• _Reading text_:
= Malamatiyya =

Sufi mystic order in Sunni Islam

The Malāmatiyya (ملامتية), or Malamatis, were an early Muslim organization and associated Islamic mystical movement active in 9th-century Greater Khorasan. The root word of their name is the Arabic word malāmah (ملامة) "blame". The Malamatiyya believed in the value of self-blame, that piety should be a private matter and that being held in good esteem would lead to worldly attachment. They concealed their knowledge and made sure their faults would be known, reminding them of their imperfection. The Malamati is one for whom the doctrine of "spiritual states" is fraught with subtle deceptions of the most despicable kind; he despises personal piety, not because he is focused on the perceptions or reactions of people, but as a consistent involuntary witness of his own "pious hypocrisy".

"Malamati" can also refer to a method of teaching within Sufism based on taking blame.

==Malamatiyyas and Sufis==
According to scholar Sara Sviri, the Malamati originated in Nishapur in the 9th-10th centuries CE. Nishapur was one of the four main towns in Greater Khorasan and it was at the crossroads of two main routes. Because of their distance from Baghdad, the Malamatiyyah originally had very little influence from Sufi practice and thought.

The Malamati mystical movement developed independently from Sufism until the Baghdadi and Khurasani mystical schools combined. With the rise in Sufi literature and the stature of Baghdad as an intellectual community during the late tenth century, Sufi became the umbrella term for all Muslim mystics. The name Malamati slowly disappeared as the term Sufi was used with increasing frequency although the Malamatiyyas had their own distinct practice and ideology. In fact, some sources claim that the Malamati path was heterodox to Sufism and that the two schools of thought are incompatible. Some even claim that the Malamatiyyas are not only separate from Sufism, but also from Islam. Malamati critics say that the Malamatiyyas are not completely Muslim in "spirit or in theory".

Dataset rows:
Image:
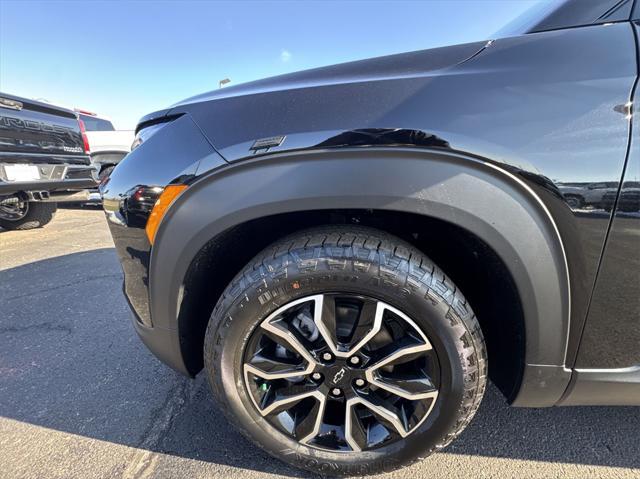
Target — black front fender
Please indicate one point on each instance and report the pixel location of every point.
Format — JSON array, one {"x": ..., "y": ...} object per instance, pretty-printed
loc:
[{"x": 486, "y": 200}]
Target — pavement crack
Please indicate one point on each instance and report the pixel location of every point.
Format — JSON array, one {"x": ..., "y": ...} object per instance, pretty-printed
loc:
[
  {"x": 66, "y": 285},
  {"x": 145, "y": 460},
  {"x": 48, "y": 327}
]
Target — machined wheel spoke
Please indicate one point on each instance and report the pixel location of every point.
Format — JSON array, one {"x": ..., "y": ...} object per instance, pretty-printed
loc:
[
  {"x": 309, "y": 426},
  {"x": 368, "y": 323},
  {"x": 268, "y": 367},
  {"x": 401, "y": 353},
  {"x": 414, "y": 387},
  {"x": 286, "y": 397},
  {"x": 385, "y": 410},
  {"x": 279, "y": 328},
  {"x": 354, "y": 432}
]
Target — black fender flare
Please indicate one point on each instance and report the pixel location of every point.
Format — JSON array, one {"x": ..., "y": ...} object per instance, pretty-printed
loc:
[{"x": 485, "y": 199}]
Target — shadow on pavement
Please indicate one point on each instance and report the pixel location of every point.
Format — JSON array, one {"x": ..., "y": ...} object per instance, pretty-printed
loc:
[{"x": 70, "y": 361}]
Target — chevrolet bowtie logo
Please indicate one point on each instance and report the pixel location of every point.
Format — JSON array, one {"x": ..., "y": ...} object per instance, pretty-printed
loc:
[{"x": 339, "y": 375}]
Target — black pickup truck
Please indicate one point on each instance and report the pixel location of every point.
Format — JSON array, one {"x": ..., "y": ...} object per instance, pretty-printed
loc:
[{"x": 43, "y": 160}]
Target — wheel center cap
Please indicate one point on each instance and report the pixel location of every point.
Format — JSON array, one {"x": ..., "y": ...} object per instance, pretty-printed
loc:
[{"x": 339, "y": 374}]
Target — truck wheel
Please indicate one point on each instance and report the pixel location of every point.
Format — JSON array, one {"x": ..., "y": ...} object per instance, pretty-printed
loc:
[
  {"x": 345, "y": 351},
  {"x": 26, "y": 215}
]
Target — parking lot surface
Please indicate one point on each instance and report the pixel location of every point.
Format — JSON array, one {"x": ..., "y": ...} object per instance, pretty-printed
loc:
[{"x": 81, "y": 397}]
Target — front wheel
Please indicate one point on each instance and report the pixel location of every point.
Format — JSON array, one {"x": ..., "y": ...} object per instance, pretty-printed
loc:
[
  {"x": 26, "y": 215},
  {"x": 344, "y": 350}
]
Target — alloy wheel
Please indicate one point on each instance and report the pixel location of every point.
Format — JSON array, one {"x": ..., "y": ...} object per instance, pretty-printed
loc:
[{"x": 341, "y": 372}]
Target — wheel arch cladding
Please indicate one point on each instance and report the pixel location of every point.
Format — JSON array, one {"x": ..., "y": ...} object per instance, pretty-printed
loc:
[{"x": 475, "y": 195}]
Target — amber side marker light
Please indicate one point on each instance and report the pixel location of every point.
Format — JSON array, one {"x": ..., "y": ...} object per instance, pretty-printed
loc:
[{"x": 168, "y": 195}]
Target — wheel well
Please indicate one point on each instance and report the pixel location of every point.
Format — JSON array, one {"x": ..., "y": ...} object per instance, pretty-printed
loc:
[{"x": 473, "y": 266}]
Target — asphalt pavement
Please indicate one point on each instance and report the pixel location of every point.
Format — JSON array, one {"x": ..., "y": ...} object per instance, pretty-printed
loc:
[{"x": 81, "y": 397}]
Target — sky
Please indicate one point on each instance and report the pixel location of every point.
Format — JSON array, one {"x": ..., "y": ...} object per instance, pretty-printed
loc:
[{"x": 124, "y": 59}]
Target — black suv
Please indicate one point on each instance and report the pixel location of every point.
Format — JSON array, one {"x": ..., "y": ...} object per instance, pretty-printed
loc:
[{"x": 350, "y": 252}]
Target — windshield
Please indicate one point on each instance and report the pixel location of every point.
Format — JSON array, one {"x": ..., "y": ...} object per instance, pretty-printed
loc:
[
  {"x": 92, "y": 123},
  {"x": 529, "y": 19}
]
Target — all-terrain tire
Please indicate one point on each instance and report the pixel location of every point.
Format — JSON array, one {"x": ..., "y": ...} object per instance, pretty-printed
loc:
[{"x": 363, "y": 261}]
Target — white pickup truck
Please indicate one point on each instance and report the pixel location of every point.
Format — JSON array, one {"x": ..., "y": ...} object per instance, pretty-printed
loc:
[{"x": 107, "y": 145}]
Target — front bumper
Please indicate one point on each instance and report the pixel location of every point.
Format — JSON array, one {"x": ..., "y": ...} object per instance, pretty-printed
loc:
[{"x": 163, "y": 343}]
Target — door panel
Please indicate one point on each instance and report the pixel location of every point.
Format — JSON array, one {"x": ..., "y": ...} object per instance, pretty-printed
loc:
[{"x": 611, "y": 337}]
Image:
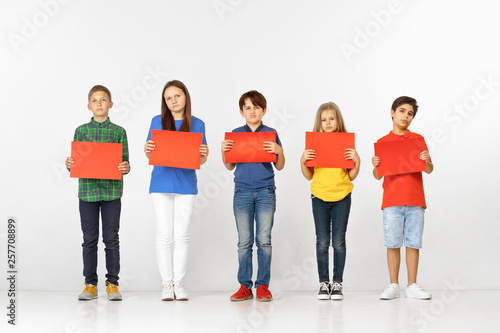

• _Directions_:
1. Copy everything in the Malamatiyya text from "The Malāmatiyya (ملامتية), or" down to "on taking blame.", renaming "piety" to "devotion" throughout.
2. According to Sara Sviri, as cited in the Malamatiyya text, where and when did the Malamati originate?
These rows have no connection to the Malamatiyya text.

• _Exercise solutions_:
1.
The Malāmatiyya (ملامتية), or Malamatis, were an early Muslim organization and associated Islamic mystical movement active in 9th-century Greater Khorasan. The root word of their name is the Arabic word malāmah (ملامة) "blame". The Malamatiyya believed in the value of self-blame, that devotion should be a private matter and that being held in good esteem would lead to worldly attachment. They concealed their knowledge and made sure their faults would be known, reminding them of their imperfection. The Malamati is one for whom the doctrine of "spiritual states" is fraught with subtle deceptions of the most despicable kind; he despises personal devotion, not because he is focused on the perceptions or reactions of people, but as a consistent involuntary witness of his own "pious hypocrisy".

"Malamati" can also refer to a method of teaching within Sufism based on taking blame.

2. In Nishapur, in the 9th-10th centuries CE.